If all the studies that urge people to consume a diet rich in fruits, vegetables, and whole grains for a healthy life haven’t convinced you yet to add more broccoli to your plate, perhaps this latest research will.
Eating fiber-rich foods — such as broccoli, nuts, oats, beans, and whole-grain bread — might help delay brain aging by triggering the production of a short-chain fatty acid that has anti-inflammatory properties.
This the main takeaway of a new study that was recently published in the journal Frontiers in Immunology.
Rodney Johnson, a professor and the head of the Department of Animal Sciences at the University of Illinois at Urbana-Champaign, is the corresponding author of the study, and Stephanie M. Matt is the first author of the paper.
How fiber lowers inflammation
As Matt and colleagues explain in their study paper, microglia — a major type of immune cell in the brain — tend to become hyperactive and chronically inflamed with age. This inflammation of the microglia is one of the main causes of memory and cognitive decline in old age.
Previous research has shown that a drug form of butyrate, which is a short-chain fatty acid that is produced in the colon when bacteria ferment fiber in the gut, can improve memory and reduce inflammation in mice. However, the precise mechanisms behind this weren’t entirely understood. Also, previous research had not shown whether simply increasing the dietary content of fiber would achieve the same results as the drug.
So, Matt and colleagues fed young and aging mice diets high and low in fiber. Then, the scientists measured the mice’s blood levels of butyrate and their levels of pro-inflammatory substances in their intestines.
Prof. Johnson sums up these findings, saying, “The high-fiber diet elevated butyrate and other [short-chain fatty acids] in the blood both for young and old mice.”
++++
### PROMPT
In the text about fiber and brain aging, which journal published the new study?

### DATA SHOWN
++++
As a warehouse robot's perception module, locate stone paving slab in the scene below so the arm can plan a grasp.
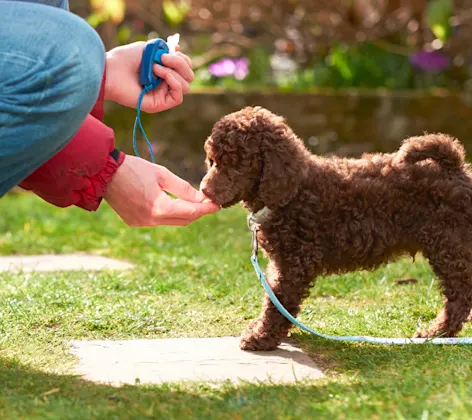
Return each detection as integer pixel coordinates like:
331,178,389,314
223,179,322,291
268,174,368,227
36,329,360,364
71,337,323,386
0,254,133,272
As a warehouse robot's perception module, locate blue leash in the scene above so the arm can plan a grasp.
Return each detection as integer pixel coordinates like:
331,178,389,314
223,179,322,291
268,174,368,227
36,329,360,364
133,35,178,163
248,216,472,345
++++
### EXERCISE ANSWER
Frontiers in Immunology